Among the records that follow, find the line with "# for every instance of the man standing, place" and the line with "# for every instance of the black". Set down those lines and all lines between them exactly, without adding anything.

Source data
___
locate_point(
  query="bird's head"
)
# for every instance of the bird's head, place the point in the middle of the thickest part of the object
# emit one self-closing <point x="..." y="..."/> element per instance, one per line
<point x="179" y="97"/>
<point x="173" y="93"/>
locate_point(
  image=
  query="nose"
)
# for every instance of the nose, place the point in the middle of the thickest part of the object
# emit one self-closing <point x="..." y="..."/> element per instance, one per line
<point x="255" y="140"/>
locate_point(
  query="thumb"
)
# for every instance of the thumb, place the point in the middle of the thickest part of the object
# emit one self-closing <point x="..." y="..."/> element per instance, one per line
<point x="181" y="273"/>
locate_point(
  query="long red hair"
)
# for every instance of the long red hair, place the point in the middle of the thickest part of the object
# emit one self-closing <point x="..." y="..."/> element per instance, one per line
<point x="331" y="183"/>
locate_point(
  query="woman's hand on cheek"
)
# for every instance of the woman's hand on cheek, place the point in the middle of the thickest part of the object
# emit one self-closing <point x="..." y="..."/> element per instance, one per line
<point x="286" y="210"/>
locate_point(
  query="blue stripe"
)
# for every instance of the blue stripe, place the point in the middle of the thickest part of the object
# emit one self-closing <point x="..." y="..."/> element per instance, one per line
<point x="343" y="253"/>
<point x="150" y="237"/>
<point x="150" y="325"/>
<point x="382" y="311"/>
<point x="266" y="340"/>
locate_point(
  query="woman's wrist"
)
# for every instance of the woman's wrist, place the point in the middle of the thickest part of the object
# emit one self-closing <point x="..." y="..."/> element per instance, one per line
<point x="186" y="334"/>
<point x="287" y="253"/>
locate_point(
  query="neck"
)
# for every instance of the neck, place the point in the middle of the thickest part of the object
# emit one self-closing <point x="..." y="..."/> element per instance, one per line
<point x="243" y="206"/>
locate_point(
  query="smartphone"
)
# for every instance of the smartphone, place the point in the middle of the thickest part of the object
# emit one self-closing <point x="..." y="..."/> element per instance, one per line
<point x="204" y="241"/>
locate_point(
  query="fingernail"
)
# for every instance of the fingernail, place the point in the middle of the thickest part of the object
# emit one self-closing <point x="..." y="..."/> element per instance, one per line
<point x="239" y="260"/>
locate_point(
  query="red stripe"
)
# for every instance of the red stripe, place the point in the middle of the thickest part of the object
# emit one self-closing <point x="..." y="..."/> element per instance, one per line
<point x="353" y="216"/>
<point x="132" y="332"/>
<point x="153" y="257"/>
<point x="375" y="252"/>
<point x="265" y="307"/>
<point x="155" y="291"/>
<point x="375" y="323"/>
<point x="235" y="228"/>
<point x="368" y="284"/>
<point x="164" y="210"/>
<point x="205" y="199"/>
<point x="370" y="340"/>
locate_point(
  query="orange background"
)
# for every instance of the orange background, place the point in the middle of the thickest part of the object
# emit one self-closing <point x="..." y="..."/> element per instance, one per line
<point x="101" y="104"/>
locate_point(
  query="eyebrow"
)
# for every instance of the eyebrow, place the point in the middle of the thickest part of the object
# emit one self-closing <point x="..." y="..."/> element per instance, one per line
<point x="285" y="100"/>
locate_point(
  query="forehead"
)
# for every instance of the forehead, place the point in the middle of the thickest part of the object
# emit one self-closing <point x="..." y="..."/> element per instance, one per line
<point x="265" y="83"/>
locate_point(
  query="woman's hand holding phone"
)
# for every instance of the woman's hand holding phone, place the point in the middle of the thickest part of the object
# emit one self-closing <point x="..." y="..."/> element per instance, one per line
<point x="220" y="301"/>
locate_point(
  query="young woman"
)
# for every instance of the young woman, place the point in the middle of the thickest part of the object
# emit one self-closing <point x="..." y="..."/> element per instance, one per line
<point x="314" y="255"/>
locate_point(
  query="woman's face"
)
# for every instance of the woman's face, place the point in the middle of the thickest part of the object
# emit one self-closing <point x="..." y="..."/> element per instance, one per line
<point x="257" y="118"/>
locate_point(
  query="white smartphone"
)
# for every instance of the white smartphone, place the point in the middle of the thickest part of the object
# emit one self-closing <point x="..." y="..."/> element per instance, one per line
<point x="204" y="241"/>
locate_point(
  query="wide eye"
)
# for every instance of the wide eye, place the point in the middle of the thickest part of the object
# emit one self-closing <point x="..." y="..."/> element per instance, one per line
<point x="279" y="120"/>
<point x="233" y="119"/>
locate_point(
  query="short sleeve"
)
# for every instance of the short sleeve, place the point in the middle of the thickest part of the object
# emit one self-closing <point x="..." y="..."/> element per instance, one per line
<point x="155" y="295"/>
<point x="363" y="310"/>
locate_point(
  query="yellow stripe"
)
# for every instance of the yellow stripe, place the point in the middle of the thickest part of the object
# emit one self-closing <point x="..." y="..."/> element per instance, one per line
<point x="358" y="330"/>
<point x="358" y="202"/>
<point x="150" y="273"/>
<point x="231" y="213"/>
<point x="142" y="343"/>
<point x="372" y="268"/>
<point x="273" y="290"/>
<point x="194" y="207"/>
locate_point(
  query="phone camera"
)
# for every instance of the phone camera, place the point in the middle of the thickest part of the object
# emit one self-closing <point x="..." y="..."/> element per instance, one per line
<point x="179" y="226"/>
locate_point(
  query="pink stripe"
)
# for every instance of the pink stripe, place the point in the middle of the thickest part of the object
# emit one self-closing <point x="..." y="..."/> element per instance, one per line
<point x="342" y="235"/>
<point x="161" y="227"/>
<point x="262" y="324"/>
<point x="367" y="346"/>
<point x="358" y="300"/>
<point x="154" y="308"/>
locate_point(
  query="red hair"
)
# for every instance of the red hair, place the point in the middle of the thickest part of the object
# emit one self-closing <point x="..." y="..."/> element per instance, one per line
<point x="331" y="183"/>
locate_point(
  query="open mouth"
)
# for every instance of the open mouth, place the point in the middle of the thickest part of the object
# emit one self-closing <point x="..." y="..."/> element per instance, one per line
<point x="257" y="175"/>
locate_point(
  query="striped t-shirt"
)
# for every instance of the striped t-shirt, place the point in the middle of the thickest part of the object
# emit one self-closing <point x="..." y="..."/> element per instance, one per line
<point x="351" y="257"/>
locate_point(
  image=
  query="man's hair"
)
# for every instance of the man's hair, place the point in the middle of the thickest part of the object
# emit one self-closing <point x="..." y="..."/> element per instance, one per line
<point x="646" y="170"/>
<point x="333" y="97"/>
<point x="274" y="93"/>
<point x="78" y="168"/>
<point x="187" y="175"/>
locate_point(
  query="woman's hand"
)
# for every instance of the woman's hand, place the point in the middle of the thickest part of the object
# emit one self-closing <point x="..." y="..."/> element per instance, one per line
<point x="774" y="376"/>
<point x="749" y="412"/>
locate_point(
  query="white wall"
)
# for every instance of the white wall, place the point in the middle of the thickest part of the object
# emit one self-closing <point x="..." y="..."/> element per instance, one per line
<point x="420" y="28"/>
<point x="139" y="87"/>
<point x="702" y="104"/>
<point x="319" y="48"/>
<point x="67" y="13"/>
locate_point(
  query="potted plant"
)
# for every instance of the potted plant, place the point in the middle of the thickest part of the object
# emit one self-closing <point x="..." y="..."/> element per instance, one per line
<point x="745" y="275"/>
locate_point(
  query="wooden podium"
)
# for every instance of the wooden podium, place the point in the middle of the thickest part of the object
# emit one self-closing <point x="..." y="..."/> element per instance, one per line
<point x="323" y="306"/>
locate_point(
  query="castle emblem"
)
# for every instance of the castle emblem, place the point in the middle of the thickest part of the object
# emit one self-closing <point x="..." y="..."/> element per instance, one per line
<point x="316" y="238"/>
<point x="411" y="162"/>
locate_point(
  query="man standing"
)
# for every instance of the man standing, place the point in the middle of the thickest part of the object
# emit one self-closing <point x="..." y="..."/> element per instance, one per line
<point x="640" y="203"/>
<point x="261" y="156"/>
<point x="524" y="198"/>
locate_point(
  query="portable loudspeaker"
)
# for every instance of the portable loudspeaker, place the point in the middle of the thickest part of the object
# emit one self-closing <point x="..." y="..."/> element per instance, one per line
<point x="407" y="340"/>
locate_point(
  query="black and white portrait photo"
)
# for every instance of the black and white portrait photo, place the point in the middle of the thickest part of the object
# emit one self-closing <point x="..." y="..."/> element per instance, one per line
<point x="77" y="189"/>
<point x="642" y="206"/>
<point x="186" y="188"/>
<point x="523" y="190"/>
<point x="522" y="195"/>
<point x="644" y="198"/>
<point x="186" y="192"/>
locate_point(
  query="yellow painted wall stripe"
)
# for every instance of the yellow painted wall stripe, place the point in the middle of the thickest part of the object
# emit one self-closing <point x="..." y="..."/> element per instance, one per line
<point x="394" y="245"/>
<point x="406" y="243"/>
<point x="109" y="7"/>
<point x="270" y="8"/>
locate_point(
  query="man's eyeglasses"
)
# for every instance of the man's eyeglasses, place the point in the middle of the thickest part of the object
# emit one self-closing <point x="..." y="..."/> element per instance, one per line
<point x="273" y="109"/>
___
Result:
# for every instance of the man standing, place the point in the middle of the thickest part of the object
# emit one self-closing <point x="..." y="..."/> element per instance, one per line
<point x="640" y="203"/>
<point x="261" y="156"/>
<point x="524" y="198"/>
locate_point(
  query="portable loudspeaker"
)
# for every instance of the portable loudspeaker, place the point in the middle of the thickest part of the object
# emit one self-closing <point x="..." y="..."/> element per instance, one per line
<point x="407" y="340"/>
locate_point(
  query="black and white portrait photo"
)
# for every instance of the black and white portrait photo, place the point in the middle of the thickest part of the object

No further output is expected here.